Given instruction. Write out the lines below as a numbered list, skipping the blank lines and leaving out the pictures.

Input data.
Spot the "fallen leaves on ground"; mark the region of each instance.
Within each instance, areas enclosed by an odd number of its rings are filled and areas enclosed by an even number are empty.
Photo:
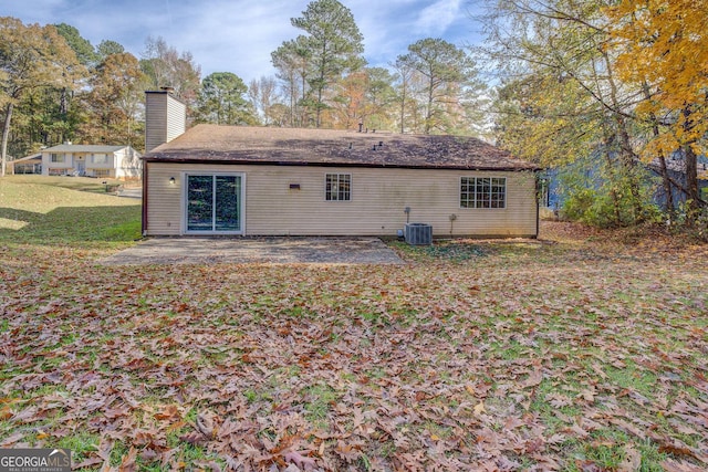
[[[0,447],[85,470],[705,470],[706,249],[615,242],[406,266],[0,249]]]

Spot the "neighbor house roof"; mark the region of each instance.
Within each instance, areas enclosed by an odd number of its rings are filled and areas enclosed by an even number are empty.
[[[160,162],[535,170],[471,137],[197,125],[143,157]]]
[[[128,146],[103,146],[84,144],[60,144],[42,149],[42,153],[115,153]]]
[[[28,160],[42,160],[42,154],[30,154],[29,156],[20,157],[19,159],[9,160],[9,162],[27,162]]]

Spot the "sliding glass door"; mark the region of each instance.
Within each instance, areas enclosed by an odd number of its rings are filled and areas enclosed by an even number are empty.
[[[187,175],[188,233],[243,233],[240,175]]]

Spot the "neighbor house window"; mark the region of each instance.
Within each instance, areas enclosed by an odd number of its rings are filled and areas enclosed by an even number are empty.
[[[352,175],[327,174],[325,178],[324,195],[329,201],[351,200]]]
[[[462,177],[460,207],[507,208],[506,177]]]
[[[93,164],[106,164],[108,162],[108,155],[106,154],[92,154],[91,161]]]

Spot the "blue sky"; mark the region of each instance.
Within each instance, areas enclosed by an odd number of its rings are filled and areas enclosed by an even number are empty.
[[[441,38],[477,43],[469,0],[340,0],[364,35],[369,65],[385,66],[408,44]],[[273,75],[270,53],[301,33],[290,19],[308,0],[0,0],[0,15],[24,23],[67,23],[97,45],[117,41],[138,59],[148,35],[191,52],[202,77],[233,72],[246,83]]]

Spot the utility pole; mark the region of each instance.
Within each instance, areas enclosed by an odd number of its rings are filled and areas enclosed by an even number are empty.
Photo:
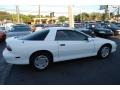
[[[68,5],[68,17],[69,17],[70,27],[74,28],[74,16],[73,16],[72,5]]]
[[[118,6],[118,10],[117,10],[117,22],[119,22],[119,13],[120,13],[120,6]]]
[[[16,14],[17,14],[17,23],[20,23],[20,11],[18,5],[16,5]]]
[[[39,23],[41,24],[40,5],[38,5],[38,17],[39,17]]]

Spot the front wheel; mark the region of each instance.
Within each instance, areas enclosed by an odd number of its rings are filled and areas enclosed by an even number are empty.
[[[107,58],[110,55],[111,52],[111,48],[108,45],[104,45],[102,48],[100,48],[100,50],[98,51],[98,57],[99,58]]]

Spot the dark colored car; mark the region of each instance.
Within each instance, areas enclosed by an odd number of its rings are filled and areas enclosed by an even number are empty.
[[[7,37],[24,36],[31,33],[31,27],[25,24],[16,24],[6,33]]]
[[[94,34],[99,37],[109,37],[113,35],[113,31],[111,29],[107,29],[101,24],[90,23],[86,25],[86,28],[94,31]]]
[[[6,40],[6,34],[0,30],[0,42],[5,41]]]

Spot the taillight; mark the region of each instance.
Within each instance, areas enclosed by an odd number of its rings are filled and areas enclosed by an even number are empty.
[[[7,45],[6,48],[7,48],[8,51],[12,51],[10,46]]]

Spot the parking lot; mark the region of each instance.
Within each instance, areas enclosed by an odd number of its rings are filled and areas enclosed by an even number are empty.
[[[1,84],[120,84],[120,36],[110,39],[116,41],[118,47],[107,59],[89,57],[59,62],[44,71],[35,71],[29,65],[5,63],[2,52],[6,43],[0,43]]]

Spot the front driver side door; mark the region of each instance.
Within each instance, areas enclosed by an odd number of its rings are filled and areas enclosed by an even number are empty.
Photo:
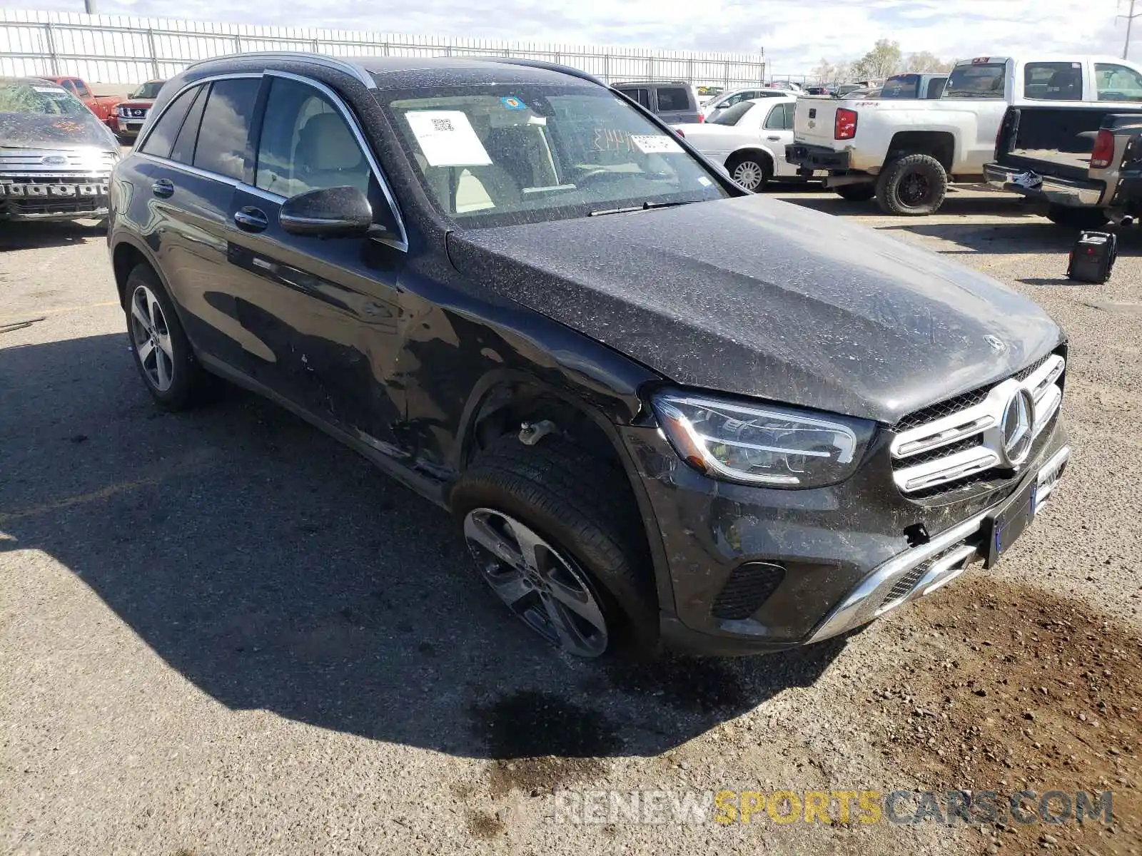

Written answer.
1. Spot the "fallen leaves on ground"; mark the region of each instance.
2. Within each instance, areas enclosed by an odd number of its rings are filled and areas enclosed by an even number are empty.
3. Photo:
4. [[[0,447],[85,470],[705,470],[706,249],[615,242],[406,266],[0,249]]]
5. Spot the "neighbor house roof"; mark the region of each instance.
6. Within each instance, areas enclosed by an odd number of its rings are filled and areas enclosed by an even number are empty.
7. [[[160,162],[535,170],[471,137],[197,125],[143,157]]]
8. [[[128,146],[103,146],[84,144],[60,144],[42,149],[42,153],[115,153]]]
9. [[[28,160],[42,160],[42,154],[30,154],[29,156],[20,157],[19,159],[9,160],[9,162],[27,162]]]
10. Spot the "sliding glass door"; mark the region of each instance.
11. Within each instance, areas enclosed by an odd number of its rings are filled and areas enclosed by an even number are empty.
12. [[[187,175],[188,233],[243,233],[240,175]]]
13. Spot the "neighbor house window"; mark the region of each instance.
14. Within each instance, areas enclosed by an odd number of its rings are filled and areas enclosed by an even number are empty.
15. [[[352,175],[327,174],[325,178],[324,195],[329,201],[351,200]]]
16. [[[462,177],[460,207],[507,208],[506,177]]]
17. [[[93,164],[106,164],[108,162],[108,155],[106,154],[92,154],[91,161]]]
18. Spot the "blue sky"; mark the region of each instance.
19. Within each instance, areas enclosed by an odd number of its rings are filled and areas enclosed by an even number are empty.
20. [[[441,38],[477,43],[469,0],[340,0],[364,35],[369,65],[385,66],[408,44]],[[273,75],[270,53],[301,33],[290,19],[308,0],[0,0],[0,15],[24,23],[67,23],[97,45],[117,41],[138,59],[148,35],[191,52],[202,77],[233,72],[246,83]]]
21. Spot the utility pole; mark the region of each instance.
22. Within each instance, areas enclosed by an odd number of its rings are filled and areas enclosed by an even number are empty.
23. Photo:
24. [[[68,5],[68,17],[69,17],[70,27],[74,28],[74,16],[73,16],[72,5]]]
25. [[[118,6],[118,10],[117,10],[117,22],[119,22],[119,13],[120,13],[120,6]]]
26. [[[16,14],[17,14],[17,23],[20,23],[20,11],[18,5],[16,5]]]
27. [[[39,23],[41,24],[40,5],[38,5],[38,17],[39,17]]]
28. Spot the front wheel; mark the region of each instance.
29. Within each instance, areas enclosed by an odd number of its rings are filled and areas enclosed by an even number are empty.
30. [[[107,58],[110,55],[111,52],[111,48],[108,45],[104,45],[102,48],[100,48],[100,50],[98,51],[98,57],[99,58]]]
31. Spot the dark colored car; mark the region of each instance.
32. Within each instance, areas enclosed by an odd number of its rings are filled and areas enclosed by an even number are empty.
33. [[[7,37],[24,36],[31,33],[31,27],[25,24],[16,24],[6,33]]]
34. [[[94,34],[99,37],[109,37],[113,35],[113,31],[111,29],[107,29],[101,24],[90,23],[86,25],[86,28],[94,31]]]
35. [[[6,40],[6,34],[0,30],[0,42],[5,41]]]
36. Spot the taillight; mark the region of each instance.
37. Within each instance, areas enclosed by an odd number of its rings are filled and areas enclosed by an even number are empty.
38. [[[7,45],[6,48],[7,48],[8,51],[12,51],[10,46]]]
39. Spot the parking lot; mark the region of each instance.
40. Within each instance, areas enclosed by an odd number of its rings are filled and areas enclosed by an even number are empty.
41. [[[1,84],[120,84],[120,36],[110,39],[116,41],[118,47],[107,59],[89,57],[59,62],[44,71],[35,71],[29,65],[5,63],[2,52],[6,43],[0,43]]]
42. Spot the front driver side door; mark the region of each instance.
43. Within each instance, areas enclosed by an odd number of its rings are filled and areas enclosed by an even number are empty.
44. Photo:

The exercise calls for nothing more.